--- Begin SELECTED PASSAGE ---

This one was... uh... idk?

Being the last work written in Russian, The Gift felt like an embodiment of Nabokov's prose at that period. The ultimate edition, serving--as rightfully noted by many--like a farewell, closing one large variative epoch. I'd go even further and declare it Nabokov's most Russian work. The Gift deals a great lot with Russian literature, be it the classic works or the critics' reviews. The central part is, undoubtedly, the Life of Chernyshevsky, taking the place of an entire chapter--the biggest in the entire book--representing Nabokov's views on the said figure, listed in the most brutal way. Poor fellow, reading that part as a student of the university named after Chernyshevsky, surely was a weird experience.

It's not a novel per se, rather a collection of elaborated scenes dealing with Fyodor's (the protagonist) life of the past and current. He talks about the childhood and his father, imagines potential reviews on the recently published compilation of poems, presents his love line hidden in the shades of secrecy, and contemplates upon the work, the review on which you're getting through right at this very moment.

--- End SELECTED PASSAGE ---

DIRECTIONS =>
1. From the review of The Gift, set down word for word the part that opens with the words containing "Being the last" and closes with "a weird experience.".
2. Answer these questions using the review of The Gift:
(a) According to the review, The Gift was the last work Nabokov wrote in which language?
(b) What section of the book takes up an entire chapter, the biggest in the book?
(c) What is the name of the protagonist?

--- Begin DATA RECORDS ---

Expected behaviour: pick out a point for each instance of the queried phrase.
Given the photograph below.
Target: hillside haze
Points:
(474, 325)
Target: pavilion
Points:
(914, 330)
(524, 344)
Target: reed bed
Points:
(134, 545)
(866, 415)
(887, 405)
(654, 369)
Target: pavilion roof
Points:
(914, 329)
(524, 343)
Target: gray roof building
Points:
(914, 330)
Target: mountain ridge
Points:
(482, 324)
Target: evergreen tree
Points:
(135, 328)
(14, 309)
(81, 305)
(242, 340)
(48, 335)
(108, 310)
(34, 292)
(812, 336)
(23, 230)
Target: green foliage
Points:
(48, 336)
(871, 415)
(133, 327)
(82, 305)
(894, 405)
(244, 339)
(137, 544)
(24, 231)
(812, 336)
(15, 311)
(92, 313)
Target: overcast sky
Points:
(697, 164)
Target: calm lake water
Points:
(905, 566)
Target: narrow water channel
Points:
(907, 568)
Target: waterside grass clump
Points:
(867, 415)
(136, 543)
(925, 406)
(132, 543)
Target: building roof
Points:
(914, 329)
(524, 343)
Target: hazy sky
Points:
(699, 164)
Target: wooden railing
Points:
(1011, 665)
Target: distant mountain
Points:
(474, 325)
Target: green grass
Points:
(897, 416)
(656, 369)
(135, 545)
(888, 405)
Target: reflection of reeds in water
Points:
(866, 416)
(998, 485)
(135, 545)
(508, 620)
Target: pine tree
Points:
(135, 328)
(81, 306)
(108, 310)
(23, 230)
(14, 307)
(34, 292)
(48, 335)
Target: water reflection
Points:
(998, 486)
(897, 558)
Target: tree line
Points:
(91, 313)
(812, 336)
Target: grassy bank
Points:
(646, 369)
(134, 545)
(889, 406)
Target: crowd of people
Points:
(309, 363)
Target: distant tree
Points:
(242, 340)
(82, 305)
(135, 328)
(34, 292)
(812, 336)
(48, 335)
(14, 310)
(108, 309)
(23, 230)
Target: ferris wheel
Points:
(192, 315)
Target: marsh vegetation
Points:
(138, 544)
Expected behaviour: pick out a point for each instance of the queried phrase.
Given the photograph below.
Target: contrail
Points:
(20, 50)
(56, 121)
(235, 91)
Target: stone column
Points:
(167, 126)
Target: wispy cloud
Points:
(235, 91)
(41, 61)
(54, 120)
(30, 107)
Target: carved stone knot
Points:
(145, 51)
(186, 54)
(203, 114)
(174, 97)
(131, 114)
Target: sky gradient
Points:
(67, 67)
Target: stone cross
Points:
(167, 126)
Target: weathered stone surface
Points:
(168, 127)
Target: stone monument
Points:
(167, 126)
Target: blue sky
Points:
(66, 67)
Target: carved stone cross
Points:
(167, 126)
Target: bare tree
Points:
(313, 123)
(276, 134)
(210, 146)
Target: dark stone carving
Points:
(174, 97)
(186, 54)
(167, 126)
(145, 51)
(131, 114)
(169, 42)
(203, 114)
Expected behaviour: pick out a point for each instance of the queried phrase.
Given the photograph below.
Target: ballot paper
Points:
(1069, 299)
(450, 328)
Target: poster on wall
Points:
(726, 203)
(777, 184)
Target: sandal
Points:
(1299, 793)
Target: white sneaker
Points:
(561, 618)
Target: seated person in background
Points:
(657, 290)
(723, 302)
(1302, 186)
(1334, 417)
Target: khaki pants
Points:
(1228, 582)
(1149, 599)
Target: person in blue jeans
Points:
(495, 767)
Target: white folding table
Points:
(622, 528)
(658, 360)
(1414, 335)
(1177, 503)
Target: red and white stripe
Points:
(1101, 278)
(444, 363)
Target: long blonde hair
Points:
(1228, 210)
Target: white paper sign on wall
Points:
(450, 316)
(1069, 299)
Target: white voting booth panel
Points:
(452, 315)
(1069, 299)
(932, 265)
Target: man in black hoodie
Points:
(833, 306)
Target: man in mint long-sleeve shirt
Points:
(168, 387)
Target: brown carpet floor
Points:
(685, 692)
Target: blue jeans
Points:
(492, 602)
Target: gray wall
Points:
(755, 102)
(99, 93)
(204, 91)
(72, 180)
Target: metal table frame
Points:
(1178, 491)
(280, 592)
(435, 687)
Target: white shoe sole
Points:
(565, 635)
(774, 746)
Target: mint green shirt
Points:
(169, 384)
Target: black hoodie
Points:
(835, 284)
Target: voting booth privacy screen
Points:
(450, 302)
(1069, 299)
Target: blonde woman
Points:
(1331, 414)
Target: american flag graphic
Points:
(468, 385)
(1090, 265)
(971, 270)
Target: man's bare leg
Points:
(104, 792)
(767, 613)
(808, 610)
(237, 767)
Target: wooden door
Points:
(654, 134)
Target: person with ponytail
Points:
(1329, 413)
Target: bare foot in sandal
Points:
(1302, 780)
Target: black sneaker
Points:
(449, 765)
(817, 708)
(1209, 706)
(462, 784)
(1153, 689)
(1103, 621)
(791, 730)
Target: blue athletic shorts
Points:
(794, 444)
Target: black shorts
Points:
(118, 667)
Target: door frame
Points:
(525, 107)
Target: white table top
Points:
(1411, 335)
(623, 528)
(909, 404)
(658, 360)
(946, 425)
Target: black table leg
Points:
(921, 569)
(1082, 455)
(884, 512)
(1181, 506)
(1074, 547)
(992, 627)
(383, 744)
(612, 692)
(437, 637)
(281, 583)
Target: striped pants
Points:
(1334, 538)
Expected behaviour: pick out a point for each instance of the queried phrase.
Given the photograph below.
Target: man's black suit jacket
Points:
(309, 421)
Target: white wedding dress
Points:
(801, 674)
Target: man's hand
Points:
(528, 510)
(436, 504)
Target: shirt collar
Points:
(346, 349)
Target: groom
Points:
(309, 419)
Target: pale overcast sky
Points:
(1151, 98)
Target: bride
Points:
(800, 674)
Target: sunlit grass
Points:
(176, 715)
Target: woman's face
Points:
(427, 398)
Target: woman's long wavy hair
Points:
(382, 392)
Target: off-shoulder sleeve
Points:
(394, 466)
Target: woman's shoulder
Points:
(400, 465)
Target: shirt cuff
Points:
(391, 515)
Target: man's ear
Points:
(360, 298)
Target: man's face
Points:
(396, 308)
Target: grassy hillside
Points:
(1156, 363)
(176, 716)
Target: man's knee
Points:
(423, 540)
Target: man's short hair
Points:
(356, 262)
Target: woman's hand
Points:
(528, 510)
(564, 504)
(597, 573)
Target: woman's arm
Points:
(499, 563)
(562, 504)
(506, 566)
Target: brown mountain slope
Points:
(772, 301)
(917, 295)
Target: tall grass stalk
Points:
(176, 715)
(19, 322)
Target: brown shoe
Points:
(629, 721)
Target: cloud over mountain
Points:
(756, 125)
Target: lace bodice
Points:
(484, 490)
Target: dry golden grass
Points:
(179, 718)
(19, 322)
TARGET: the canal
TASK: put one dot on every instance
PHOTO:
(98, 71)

--- End DATA RECORDS ---

WORKED ANSWERS =>
1.
Being the last work written in Russian, The Gift felt like an embodiment of Nabokov's prose at that period. The ultimate edition, serving--as rightfully noted by many--like a farewell, closing one large variative epoch. I'd go even further and declare it Nabokov's most Russian work. The Gift deals a great lot with Russian literature, be it the classic works or the critics' reviews. The central part is, undoubtedly, the Life of Chernyshevsky, taking the place of an entire chapter--the biggest in the entire book--representing Nabokov's views on the said figure, listed in the most brutal way. Poor fellow, reading that part as a student of the university named after Chernyshevsky, surely was a weird experience.

2.
(a) Russian
(b) The Life of Chernyshevsky
(c) Fyodor